PROBLEM — Up to and including the line that holds "Target = cluster of bracts", copy every line of the records below exactly, starting at the first; leave pictures out.

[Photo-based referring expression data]
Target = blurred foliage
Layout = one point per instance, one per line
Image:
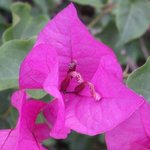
(124, 25)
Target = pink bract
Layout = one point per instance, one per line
(27, 134)
(82, 74)
(134, 133)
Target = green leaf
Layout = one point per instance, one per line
(139, 80)
(5, 4)
(37, 94)
(43, 5)
(4, 124)
(133, 19)
(24, 25)
(11, 55)
(94, 3)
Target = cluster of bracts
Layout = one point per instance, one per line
(86, 82)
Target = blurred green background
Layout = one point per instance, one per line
(124, 25)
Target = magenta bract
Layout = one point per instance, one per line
(82, 74)
(134, 133)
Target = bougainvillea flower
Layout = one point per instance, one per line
(134, 133)
(23, 136)
(83, 75)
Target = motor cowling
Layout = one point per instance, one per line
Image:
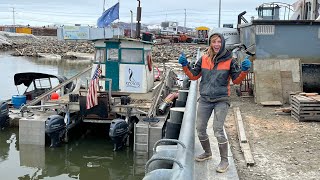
(55, 128)
(4, 114)
(118, 133)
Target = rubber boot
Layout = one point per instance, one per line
(207, 151)
(224, 164)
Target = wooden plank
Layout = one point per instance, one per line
(240, 125)
(245, 147)
(271, 103)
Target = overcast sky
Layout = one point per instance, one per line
(86, 12)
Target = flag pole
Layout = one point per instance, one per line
(119, 21)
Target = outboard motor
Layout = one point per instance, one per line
(4, 114)
(55, 128)
(118, 133)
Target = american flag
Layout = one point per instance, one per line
(92, 97)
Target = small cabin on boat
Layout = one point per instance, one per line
(126, 64)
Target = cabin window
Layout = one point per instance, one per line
(112, 54)
(132, 55)
(100, 55)
(42, 83)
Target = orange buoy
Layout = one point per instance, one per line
(54, 96)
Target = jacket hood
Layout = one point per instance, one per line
(223, 53)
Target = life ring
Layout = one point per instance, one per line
(149, 61)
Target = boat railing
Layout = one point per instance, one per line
(176, 162)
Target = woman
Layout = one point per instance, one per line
(216, 68)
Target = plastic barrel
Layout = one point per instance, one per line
(18, 100)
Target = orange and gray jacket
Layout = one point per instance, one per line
(216, 74)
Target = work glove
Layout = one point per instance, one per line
(183, 60)
(246, 64)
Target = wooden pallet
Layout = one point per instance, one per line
(305, 108)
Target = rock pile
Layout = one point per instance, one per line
(29, 45)
(171, 52)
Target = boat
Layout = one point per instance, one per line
(39, 83)
(128, 97)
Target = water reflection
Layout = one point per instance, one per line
(86, 158)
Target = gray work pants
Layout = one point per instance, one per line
(203, 114)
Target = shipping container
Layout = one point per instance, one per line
(23, 30)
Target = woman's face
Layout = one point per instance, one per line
(215, 44)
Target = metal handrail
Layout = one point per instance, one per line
(161, 158)
(167, 140)
(183, 163)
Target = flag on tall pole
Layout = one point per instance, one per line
(108, 16)
(92, 95)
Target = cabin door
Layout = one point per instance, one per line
(112, 65)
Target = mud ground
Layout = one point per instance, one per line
(282, 147)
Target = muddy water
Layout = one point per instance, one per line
(88, 155)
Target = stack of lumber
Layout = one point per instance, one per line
(305, 107)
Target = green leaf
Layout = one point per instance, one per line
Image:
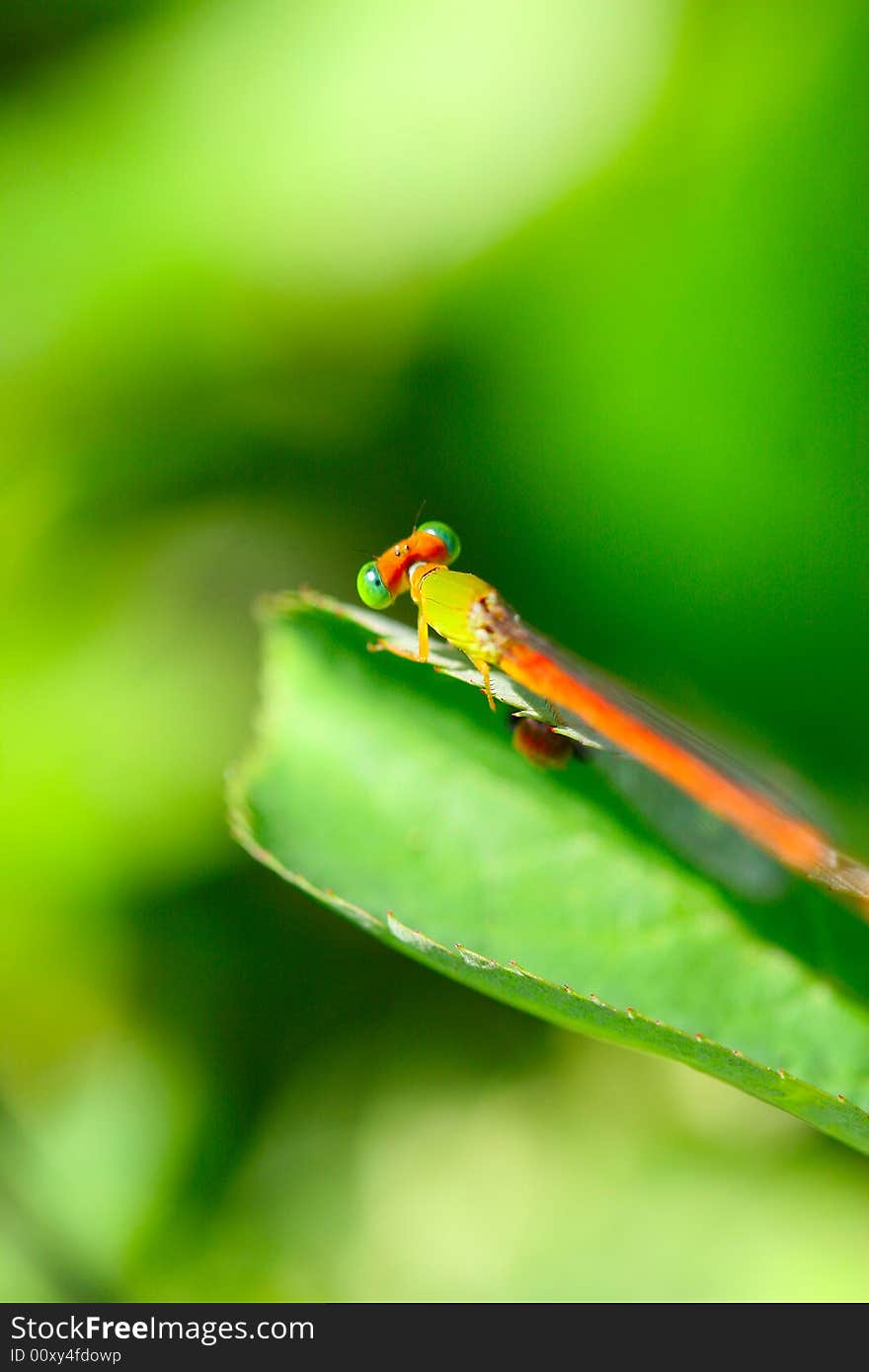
(389, 792)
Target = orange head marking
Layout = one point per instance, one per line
(380, 580)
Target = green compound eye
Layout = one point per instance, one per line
(447, 537)
(369, 584)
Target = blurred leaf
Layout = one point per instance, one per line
(386, 792)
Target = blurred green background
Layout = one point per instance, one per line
(590, 278)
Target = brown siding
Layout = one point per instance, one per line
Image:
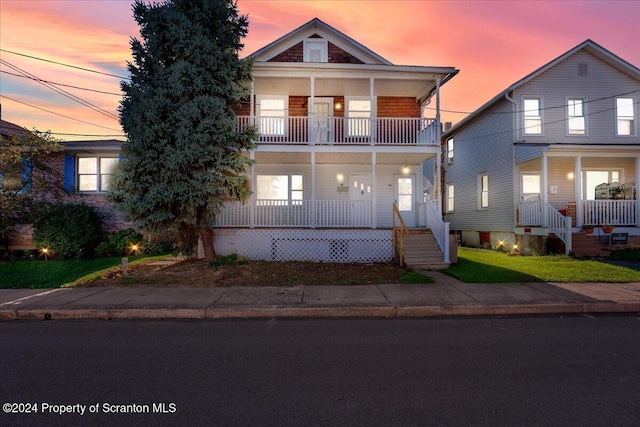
(398, 107)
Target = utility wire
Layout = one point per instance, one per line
(64, 65)
(60, 84)
(63, 92)
(57, 114)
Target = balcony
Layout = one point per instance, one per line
(327, 130)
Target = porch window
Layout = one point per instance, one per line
(450, 151)
(95, 173)
(592, 178)
(532, 113)
(576, 116)
(450, 198)
(272, 112)
(483, 190)
(358, 116)
(288, 188)
(625, 116)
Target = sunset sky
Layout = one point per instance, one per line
(493, 43)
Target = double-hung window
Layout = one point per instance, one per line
(95, 173)
(358, 116)
(532, 116)
(626, 116)
(272, 115)
(576, 116)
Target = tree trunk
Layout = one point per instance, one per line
(206, 234)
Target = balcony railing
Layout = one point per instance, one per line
(296, 213)
(340, 130)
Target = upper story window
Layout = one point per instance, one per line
(272, 113)
(532, 114)
(576, 116)
(95, 173)
(315, 50)
(626, 116)
(450, 151)
(358, 111)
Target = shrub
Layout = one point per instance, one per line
(71, 230)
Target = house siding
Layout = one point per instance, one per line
(485, 147)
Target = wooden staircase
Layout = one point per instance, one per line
(421, 251)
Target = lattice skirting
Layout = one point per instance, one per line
(315, 245)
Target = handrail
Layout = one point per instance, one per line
(398, 235)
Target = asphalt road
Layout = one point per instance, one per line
(499, 371)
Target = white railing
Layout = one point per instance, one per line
(428, 216)
(341, 130)
(609, 212)
(296, 213)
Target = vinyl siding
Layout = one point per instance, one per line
(486, 146)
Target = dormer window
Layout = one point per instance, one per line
(315, 50)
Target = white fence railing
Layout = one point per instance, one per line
(296, 213)
(343, 130)
(609, 212)
(428, 216)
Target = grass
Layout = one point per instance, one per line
(485, 266)
(55, 274)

YOUR SOLUTION —
Target = blurred foliage
Layout = one point per instance, one per line
Image:
(124, 25)
Target = pink bract
Layout = one point per instance, one per line
(27, 134)
(82, 74)
(134, 133)
Target = green leaf
Layout = one point per instance, one per line
(139, 80)
(5, 4)
(37, 94)
(43, 5)
(4, 124)
(133, 19)
(24, 25)
(11, 55)
(94, 3)
Target = cluster of bracts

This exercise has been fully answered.